START READING PASSAGE
The pride and purpose of work can be powerful motivators, even beyond financial necessity. Just ask our oldest team member, Bill.
On October 24, 1929, the New York Stock Exchange crashed, triggering the 12 years known as the Great Depression. Four weeks later, William "Bill" Burroughs was born in Danville, Illinois. His grandfather was a coal miner, his uncle fought in the Battle of the Bulge, his father was a butcher. Part of the "Greatest Generation," Bill grew up in a Middle America struggling to retain its deep roots and still become part of the modern world.
“I didn’t realize I didn’t have anything,” he said of growing up during the Depression era. His childhood was a happy one.
Bill got his first car at 16, when gas was 13 cents a gallon and someone pumped it for you and washed your windows while you waited. He worked at his dad’s grocery store while attending high school – Danville High, whose alumni included Dick and Jerry Van Dyke (they were "class clowns," recalled Bill). His best friend at school was actor Gene Hackman, with whom he occasionally double dated. In 1949, while in California visiting his cousins, Bill was to be set up with a local girl named Debbie Reynolds, who worked at the movie theatre. The date never happened but this was for the best, as shortly thereafter Bill met Reita, the woman who would become his wife three months later. Next summer they’ll celebrate 70 years together.
END READING PASSAGE
START ENTRIES SHOWN
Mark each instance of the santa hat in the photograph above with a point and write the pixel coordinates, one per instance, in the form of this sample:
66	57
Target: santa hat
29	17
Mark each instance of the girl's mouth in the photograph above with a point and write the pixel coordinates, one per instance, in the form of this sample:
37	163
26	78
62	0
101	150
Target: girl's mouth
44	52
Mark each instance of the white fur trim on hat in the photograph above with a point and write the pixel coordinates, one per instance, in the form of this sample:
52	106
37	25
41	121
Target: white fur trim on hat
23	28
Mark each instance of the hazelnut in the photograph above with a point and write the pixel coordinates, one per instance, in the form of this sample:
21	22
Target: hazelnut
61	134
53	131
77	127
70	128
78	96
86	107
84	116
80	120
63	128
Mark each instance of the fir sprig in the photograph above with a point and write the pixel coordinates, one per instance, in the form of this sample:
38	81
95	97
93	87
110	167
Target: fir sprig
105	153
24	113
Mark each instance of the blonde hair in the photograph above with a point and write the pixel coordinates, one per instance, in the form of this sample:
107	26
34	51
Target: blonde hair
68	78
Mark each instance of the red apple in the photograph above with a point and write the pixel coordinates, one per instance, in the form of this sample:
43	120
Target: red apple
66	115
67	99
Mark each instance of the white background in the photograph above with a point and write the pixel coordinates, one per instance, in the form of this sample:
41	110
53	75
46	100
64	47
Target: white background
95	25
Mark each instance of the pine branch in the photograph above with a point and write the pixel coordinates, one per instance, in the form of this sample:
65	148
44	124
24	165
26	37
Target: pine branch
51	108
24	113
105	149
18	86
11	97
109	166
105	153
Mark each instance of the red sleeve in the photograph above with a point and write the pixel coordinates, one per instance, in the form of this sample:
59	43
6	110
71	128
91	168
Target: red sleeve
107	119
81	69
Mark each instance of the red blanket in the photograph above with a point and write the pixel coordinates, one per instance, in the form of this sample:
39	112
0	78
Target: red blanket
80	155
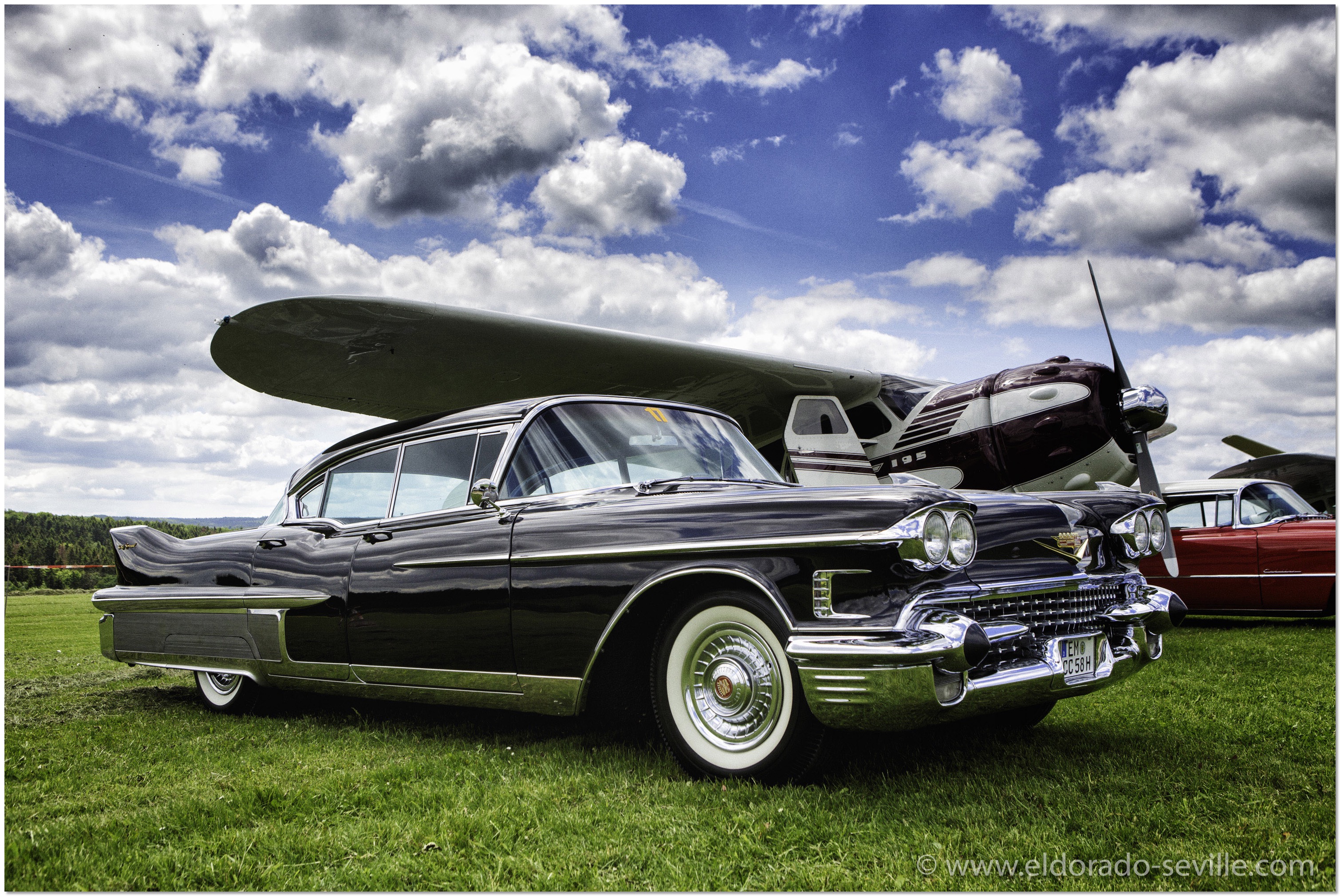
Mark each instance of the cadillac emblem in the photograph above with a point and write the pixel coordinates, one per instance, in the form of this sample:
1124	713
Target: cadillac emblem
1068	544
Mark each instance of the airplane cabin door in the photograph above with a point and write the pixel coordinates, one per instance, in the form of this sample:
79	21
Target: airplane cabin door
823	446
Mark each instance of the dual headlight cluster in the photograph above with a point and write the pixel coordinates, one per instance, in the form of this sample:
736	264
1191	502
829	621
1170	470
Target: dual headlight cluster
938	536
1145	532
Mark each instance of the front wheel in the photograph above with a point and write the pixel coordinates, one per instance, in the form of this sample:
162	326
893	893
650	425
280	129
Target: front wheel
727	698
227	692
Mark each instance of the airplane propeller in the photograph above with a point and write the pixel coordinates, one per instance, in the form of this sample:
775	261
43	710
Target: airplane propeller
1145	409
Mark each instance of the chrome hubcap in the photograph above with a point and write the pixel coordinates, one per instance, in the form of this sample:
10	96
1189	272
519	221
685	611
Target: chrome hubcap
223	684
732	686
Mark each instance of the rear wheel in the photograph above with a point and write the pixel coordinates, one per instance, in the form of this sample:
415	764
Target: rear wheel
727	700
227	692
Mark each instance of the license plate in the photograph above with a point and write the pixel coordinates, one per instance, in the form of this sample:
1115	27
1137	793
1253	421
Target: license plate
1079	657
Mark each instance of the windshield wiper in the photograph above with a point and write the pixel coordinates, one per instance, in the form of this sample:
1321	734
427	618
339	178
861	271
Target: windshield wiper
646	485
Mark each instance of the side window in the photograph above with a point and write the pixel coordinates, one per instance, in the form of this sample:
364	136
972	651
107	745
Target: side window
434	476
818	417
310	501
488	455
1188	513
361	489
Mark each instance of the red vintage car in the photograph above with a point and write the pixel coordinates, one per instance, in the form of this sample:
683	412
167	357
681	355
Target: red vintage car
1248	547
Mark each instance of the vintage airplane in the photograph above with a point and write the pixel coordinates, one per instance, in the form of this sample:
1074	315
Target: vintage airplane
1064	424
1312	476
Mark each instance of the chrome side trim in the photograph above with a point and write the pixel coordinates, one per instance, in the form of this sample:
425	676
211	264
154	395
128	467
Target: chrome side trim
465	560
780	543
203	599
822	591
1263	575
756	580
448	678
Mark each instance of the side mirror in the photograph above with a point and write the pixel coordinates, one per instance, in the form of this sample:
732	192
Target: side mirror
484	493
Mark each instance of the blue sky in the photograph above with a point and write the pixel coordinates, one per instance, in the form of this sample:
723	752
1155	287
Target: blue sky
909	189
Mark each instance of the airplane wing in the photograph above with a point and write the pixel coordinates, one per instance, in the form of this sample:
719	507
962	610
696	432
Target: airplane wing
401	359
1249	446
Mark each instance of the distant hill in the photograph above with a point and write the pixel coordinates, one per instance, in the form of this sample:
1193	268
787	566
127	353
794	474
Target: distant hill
END ENTRIES SHOWN
START ENTRIES SHOWN
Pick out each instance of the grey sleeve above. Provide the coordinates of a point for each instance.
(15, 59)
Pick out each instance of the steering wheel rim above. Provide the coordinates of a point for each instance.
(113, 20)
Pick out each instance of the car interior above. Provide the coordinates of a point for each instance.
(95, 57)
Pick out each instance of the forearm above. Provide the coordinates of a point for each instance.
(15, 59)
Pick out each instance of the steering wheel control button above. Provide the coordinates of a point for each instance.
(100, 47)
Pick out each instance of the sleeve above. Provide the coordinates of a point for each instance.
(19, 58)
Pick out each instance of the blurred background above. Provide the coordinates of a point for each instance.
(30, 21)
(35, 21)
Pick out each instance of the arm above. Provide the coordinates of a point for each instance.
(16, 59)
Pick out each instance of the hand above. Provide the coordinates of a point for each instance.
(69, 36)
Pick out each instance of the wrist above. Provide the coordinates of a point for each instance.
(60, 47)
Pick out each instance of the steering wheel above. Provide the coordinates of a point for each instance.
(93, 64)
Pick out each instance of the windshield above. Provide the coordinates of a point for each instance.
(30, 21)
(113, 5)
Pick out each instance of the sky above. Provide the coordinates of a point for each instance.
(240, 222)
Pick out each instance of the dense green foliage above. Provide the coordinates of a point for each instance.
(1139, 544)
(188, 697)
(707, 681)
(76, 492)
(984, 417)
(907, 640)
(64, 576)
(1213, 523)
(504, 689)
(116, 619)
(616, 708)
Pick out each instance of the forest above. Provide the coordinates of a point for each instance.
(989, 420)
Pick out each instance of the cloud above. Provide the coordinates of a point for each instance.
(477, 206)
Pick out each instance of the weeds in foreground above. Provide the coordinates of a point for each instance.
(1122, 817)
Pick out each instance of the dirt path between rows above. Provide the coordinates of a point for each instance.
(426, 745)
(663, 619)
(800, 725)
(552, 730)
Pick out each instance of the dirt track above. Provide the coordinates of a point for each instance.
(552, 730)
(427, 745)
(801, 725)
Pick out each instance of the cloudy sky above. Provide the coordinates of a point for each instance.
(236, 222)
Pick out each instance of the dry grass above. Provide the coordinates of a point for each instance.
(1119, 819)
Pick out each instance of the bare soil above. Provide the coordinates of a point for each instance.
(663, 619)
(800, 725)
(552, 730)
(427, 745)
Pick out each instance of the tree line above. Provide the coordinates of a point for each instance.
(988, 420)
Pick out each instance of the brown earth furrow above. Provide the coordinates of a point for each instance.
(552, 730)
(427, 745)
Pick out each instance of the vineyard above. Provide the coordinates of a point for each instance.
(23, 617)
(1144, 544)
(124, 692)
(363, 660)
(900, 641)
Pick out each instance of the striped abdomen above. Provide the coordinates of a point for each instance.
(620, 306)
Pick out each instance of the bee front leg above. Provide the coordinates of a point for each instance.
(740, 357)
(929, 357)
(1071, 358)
END ENTRIES SHOWN
START ENTRIES SHOWN
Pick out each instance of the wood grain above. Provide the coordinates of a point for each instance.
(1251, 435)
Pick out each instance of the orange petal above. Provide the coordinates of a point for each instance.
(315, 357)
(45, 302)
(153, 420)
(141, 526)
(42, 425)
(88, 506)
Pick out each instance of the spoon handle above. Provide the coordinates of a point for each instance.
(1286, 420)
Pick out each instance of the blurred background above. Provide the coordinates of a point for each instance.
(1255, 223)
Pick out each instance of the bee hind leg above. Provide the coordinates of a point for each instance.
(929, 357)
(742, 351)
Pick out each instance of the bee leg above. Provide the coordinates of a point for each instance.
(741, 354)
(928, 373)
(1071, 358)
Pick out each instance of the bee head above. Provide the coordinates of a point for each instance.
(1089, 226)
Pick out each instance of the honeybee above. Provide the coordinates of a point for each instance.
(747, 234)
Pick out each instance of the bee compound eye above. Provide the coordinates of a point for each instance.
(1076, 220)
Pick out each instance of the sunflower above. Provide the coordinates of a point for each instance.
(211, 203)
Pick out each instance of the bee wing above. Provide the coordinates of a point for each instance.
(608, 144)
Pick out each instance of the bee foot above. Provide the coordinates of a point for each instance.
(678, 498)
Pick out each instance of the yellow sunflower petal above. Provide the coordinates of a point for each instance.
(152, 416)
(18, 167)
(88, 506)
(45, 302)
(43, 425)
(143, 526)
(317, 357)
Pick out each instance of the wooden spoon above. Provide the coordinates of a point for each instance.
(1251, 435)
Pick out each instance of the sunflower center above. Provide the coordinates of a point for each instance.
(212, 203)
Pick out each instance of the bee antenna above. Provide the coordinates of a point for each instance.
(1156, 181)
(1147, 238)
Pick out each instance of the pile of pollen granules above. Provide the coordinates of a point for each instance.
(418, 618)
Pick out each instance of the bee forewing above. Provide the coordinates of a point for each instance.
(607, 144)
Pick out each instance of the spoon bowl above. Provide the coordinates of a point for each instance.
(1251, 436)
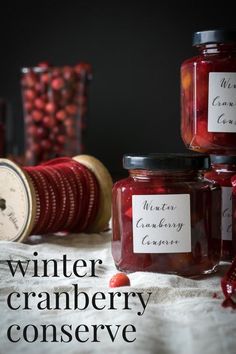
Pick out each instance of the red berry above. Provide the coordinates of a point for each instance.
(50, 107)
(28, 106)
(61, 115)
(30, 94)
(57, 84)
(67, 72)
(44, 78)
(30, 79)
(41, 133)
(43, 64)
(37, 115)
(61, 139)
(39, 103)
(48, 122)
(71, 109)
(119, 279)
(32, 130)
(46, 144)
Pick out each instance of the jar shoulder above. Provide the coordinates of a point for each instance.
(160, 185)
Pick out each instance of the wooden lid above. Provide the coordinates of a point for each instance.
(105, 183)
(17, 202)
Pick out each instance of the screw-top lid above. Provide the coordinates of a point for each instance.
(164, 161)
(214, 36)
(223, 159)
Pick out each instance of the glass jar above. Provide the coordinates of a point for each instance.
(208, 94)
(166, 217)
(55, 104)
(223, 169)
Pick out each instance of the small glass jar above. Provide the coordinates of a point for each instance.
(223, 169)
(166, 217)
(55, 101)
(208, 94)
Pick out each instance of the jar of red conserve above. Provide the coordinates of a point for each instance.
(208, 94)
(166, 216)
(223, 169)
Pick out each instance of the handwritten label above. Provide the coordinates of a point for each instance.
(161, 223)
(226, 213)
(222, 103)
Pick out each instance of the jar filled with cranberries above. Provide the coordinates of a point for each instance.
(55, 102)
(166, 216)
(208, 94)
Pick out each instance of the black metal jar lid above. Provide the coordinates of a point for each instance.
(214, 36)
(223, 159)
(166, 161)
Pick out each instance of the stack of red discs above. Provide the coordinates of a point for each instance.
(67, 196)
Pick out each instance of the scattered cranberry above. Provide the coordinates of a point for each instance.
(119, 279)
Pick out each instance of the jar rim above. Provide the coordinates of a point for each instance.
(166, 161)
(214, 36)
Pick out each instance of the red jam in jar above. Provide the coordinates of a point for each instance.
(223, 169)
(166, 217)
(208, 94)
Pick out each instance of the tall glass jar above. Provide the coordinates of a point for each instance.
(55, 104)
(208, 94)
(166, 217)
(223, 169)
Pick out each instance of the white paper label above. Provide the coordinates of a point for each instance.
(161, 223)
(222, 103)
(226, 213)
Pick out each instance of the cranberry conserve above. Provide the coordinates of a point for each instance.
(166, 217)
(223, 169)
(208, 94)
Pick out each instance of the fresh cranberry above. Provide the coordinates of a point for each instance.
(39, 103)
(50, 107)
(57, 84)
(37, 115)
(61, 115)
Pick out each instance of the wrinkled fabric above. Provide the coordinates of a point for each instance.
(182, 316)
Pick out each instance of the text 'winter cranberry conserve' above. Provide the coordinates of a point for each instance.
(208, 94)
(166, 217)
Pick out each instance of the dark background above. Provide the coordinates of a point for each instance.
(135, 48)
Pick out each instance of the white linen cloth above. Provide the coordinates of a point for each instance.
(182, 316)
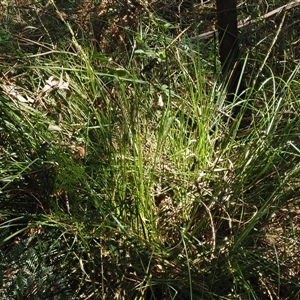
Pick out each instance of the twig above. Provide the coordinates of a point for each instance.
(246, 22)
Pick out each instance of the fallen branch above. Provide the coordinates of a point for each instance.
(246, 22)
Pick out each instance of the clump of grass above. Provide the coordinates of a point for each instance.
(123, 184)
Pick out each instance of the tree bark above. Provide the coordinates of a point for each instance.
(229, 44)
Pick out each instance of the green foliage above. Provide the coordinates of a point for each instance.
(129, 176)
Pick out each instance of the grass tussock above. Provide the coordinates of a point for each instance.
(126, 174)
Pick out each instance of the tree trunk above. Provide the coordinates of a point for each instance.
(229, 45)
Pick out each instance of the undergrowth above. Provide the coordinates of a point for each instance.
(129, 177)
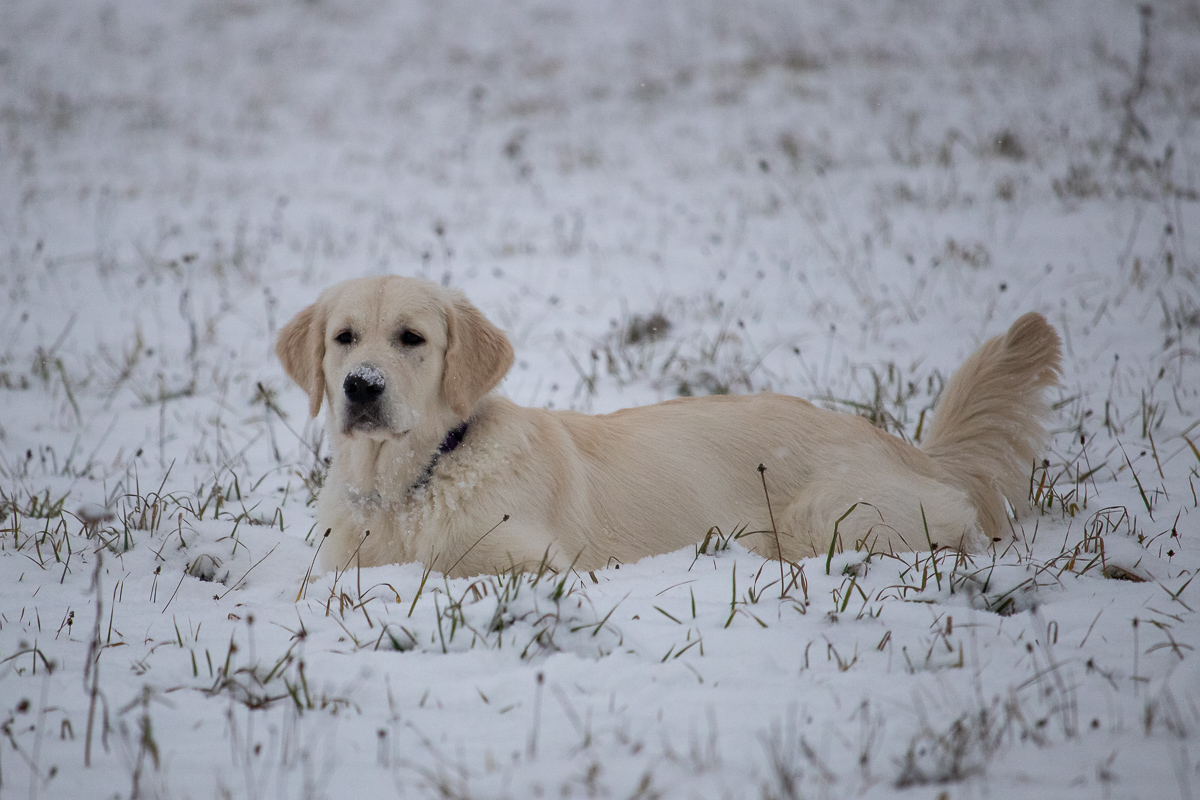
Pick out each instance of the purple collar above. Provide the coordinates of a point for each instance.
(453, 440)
END ENTRIES SHOWN
**REQUIRED TASKS**
[a] In the profile of Bill, what job did his father have?
[b] Write the next part of the profile of Bill, picking up after its last sentence.

**YOUR WRITTEN ANSWERS**
[a] His father was a butcher.

[b]
As a young man Bill liked to live dangerously. His father didn’t believe in college – just work – so in 1949 Bill got a job working on the high steel beams, 97 feet up, with no safety harness. After getting married, he worked closer to the ground. He spent five years as a lab chemist and 10 years as a drafter for General Motors and Fairbanks, respectively. Then came Bill’s true calling: the steel industry, where he spent 45 years working. The biggest surprise of his life, he says, came when he was made an engineer even though he wasn’t a college graduate.
It wasn’t all work. He and Reita have two children, three grandchildren and five great-grandchildren. He still plays golf. He loves to fish.
Asked why he’s still working today, Bill says that he can’t sit still; he needs to keep moving to stay alive for his family.
Bill is proud of being the oldest Goodwill team member. “It’s a good place to work,” he says matter-of-factly, adding that he especially enjoys working with his Supported Jobs Plus colleagues, helping them as much as possible. The associates call him "Mister Bill" and there’s no doubt he’s earned it. Watching him come into work is like watching a politician work a crowd. He has a few words with everybody, everyone gets a few moments of his attention – attention that is clearly focused on them. He talks to you and with you, cheerfully sharing stories of his youth and listening to the concerns and problems of teammates. It’s rare that he doesn’t have some words of wisdom. There isn’t a job title for what he does – "wares runner" doesn’t tell anything close to the whole tale – but not having him in the store would leave a terrible hole.
Bill knows it is not just any employer who would allow him to come to work each day. He is grateful that he works for a company that sees the value in all of its team members, especially those who have “been around the block” a time or two. When he does finally retire, it will be a sad day for Goodwill Manasota.
"Mister Bill" is the best example of a life well lived. He’s still living it and those who work with him are reaping the benefits, too. We’re so very grateful for what he does and we hope he’ll never stop.